Recorded information -
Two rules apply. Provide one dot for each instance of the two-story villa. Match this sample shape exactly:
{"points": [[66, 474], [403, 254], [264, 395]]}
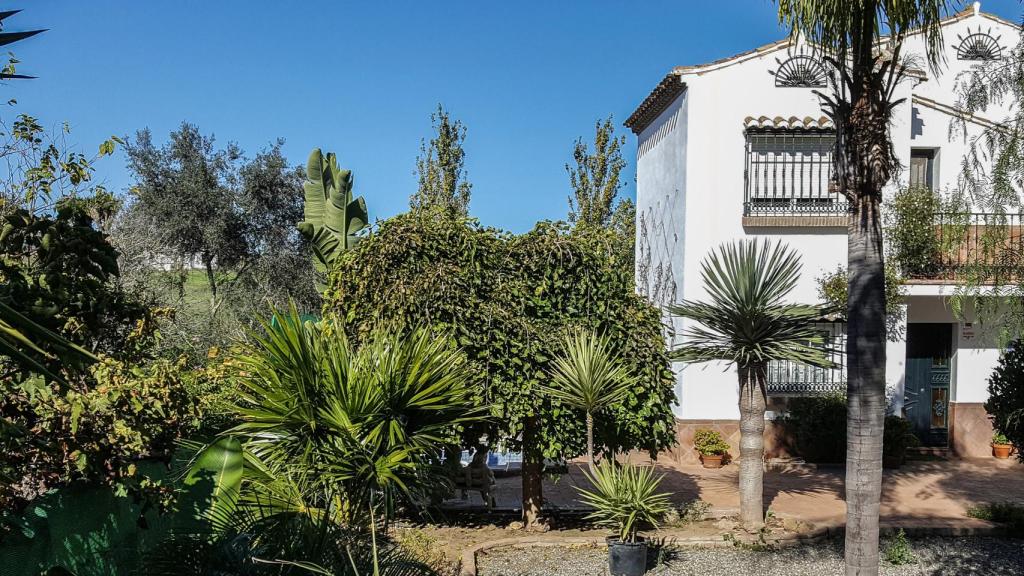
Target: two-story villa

...

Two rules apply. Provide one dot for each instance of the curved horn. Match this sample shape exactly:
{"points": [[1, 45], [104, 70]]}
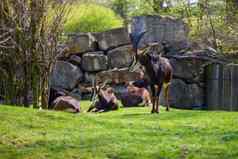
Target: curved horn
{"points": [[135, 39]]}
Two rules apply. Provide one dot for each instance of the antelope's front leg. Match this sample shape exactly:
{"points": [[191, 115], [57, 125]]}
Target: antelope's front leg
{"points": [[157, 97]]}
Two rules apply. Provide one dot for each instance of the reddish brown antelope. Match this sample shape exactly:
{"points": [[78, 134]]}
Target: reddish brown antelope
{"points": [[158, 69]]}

...

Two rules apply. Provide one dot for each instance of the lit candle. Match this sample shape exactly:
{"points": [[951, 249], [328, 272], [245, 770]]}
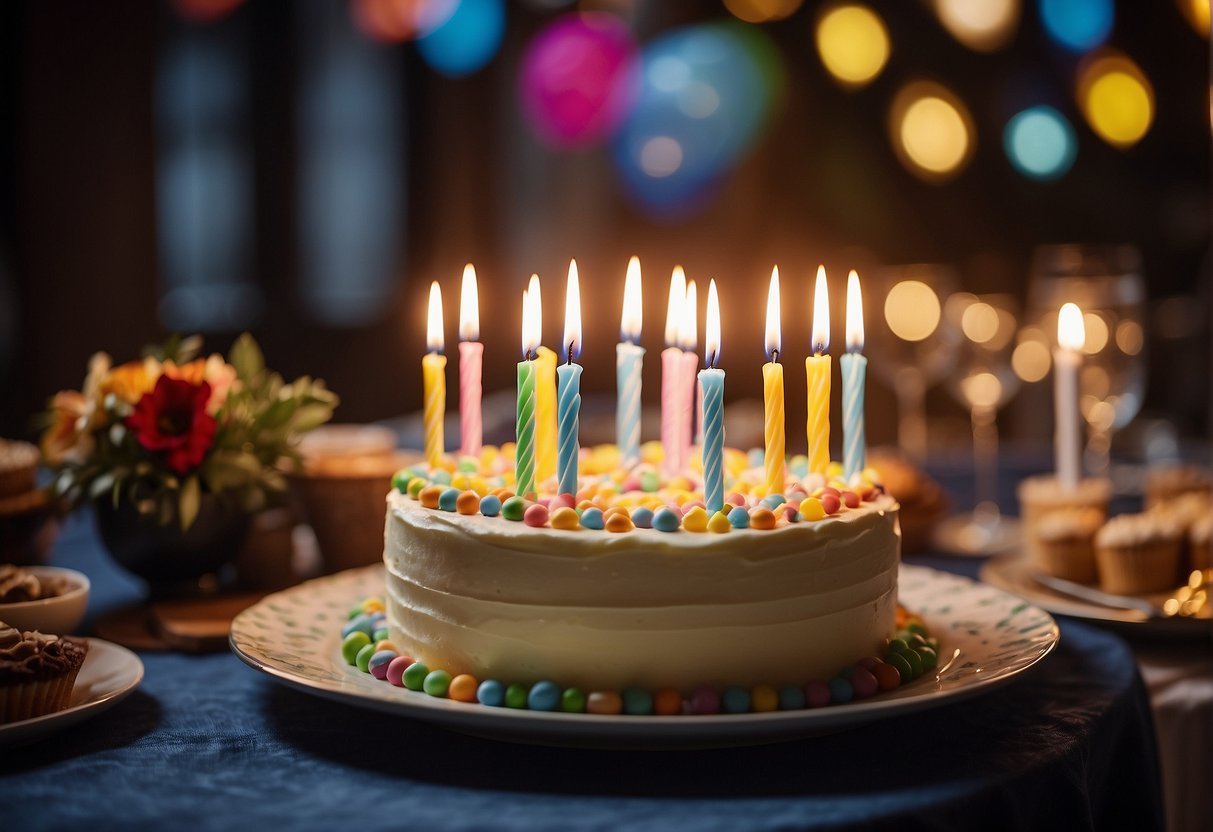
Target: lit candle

Exercise - Within the listing above, copy exactly the lines that start at the one with "of the two-story" and continue through the one with "Target: two-story villa". Omit pictures.

Completed exercise -
Two rules apply. Provide one dot for each instance of the two-story villa. Match this sample shape exactly:
{"points": [[66, 474], [403, 254], [264, 395]]}
Target: two-story villa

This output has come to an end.